→ **Texto**
┄┄┄┄┄┄

Pois bem, não se trata, então, de simples incorporação das diretrizes curriculares nacionais, sem problematização e reflexão sobre os seus pressupostos, conceitos, sua aproximação e significados para as práticas educativas, e sem apoio amplo que considere os marcos teóricos, políticos e éticos eleitos à sustentação das mudanças locais. Considerado o contexto institucional pregresso e o atual de formação universitária, mudanças significativas dificilmente irão ocorrer sem condições e investimentos estrategicamente pensados e encaminhados, com suporte para além do viabilizado através de iniciativas das instituições locais (e vice-versa).

As coordenações de cursos de graduação em enfermagem requerem redefinições e qualificação para a função coordenadora e pedagógica que exercem, tendo em vista a realização da ação de planejamento, acompanhamento e avaliação curricular e a superação de uma prática de senso comum presente nas tarefas administrativas, nos processos de integração e orientação acadêmica(3).

┄┄┄┄┄┄

→ **Instruções**
(a) Reproduza um trecho do texto começando nas palavras "As coordenações de" e parando depois de "e orientação acadêmica(3).".
(b) Segundo o texto, o que as coordenações de cursos de graduação em enfermagem requerem?

[Dados de máscaras de segmentação]
┄┄┄┄┄┄

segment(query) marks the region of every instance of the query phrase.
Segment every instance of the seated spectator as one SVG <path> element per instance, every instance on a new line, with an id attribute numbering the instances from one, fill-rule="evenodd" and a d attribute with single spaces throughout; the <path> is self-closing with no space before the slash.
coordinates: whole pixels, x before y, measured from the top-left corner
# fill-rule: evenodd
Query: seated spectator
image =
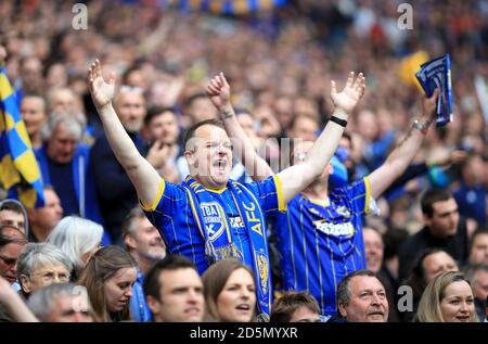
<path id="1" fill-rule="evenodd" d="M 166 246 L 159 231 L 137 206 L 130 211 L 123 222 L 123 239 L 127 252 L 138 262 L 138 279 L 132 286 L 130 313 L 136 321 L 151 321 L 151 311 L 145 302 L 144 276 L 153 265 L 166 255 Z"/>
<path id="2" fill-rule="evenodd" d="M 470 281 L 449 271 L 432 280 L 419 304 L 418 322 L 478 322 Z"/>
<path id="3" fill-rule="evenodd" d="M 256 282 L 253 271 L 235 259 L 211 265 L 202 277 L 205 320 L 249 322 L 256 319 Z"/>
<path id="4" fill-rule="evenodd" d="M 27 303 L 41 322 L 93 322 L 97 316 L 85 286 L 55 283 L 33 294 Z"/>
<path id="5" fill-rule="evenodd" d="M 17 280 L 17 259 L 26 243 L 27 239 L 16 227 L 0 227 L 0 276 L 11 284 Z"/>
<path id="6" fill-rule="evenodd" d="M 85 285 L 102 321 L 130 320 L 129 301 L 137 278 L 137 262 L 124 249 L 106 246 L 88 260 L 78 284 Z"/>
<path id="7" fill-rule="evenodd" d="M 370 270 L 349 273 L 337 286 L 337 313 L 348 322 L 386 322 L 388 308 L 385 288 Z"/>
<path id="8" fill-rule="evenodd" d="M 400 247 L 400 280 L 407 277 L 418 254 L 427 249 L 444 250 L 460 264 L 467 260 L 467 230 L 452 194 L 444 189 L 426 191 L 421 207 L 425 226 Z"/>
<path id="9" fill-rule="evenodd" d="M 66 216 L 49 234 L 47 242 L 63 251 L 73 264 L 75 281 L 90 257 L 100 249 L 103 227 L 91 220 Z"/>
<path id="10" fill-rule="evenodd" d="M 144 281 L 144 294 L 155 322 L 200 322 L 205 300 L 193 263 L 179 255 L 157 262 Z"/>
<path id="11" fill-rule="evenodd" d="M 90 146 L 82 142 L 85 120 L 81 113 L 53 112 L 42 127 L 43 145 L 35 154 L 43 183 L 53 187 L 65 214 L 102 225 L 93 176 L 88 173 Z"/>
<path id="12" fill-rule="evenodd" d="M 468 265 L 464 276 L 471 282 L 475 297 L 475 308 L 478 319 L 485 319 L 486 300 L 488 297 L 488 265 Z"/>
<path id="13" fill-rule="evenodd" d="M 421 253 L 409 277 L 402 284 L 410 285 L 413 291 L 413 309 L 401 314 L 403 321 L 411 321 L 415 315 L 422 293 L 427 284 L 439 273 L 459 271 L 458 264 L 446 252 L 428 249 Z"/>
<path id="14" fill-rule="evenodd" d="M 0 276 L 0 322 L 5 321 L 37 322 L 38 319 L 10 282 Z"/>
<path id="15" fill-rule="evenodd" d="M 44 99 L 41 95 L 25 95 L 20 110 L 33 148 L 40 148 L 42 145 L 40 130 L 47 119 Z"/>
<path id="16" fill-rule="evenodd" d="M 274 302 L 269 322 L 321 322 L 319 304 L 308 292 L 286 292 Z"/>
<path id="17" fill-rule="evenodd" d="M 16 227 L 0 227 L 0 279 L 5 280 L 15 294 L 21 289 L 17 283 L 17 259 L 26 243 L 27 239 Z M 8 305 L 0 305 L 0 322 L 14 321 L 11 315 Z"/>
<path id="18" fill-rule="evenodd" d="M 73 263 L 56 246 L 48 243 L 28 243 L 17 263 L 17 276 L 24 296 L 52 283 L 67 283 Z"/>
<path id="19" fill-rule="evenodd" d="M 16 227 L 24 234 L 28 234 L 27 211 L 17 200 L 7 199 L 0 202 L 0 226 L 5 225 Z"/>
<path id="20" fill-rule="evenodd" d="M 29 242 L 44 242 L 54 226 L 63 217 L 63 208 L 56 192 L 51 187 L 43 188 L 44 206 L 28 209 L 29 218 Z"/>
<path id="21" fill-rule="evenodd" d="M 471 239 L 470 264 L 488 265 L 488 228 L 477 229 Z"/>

┄┄┄┄┄┄

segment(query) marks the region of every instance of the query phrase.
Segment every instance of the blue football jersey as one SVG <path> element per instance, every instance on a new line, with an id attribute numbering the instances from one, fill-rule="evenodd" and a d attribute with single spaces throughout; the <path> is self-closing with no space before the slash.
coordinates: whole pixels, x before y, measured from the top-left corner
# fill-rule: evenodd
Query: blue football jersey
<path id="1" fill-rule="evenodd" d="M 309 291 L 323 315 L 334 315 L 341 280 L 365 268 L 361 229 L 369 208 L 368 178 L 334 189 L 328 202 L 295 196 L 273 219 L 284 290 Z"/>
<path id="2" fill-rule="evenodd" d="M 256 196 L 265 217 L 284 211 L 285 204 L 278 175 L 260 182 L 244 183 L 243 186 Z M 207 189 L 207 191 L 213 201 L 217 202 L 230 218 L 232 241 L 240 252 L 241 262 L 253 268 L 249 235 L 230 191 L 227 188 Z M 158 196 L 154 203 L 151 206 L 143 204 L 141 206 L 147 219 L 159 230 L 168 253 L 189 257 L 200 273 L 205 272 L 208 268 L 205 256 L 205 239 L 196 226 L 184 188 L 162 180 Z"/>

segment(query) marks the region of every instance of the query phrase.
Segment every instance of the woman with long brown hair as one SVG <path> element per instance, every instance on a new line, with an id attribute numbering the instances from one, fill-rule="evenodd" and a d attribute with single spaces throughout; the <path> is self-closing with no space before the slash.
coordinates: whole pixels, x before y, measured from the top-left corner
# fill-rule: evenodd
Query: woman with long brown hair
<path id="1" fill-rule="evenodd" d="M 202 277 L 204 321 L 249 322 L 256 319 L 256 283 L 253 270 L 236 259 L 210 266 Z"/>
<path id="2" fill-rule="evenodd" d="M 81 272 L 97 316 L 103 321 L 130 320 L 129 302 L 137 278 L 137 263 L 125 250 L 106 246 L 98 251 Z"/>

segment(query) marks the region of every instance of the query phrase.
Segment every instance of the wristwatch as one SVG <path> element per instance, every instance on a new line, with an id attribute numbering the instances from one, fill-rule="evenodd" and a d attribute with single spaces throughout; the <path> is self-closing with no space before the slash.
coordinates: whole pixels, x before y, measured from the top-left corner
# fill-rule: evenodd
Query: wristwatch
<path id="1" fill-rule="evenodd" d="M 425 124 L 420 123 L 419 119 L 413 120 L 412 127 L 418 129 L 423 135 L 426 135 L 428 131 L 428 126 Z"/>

┄┄┄┄┄┄

→ **Respostas por tarefa**
(a)
As coordenações de cursos de graduação em enfermagem requerem redefinições e qualificação para a função coordenadora e pedagógica que exercem, tendo em vista a realização da ação de planejamento, acompanhamento e avaliação curricular e a superação de uma prática de senso comum presente nas tarefas administrativas, nos processos de integração e orientação acadêmica(3).

(b) Redefinições e qualificação para a função coordenadora e pedagógica que exercem.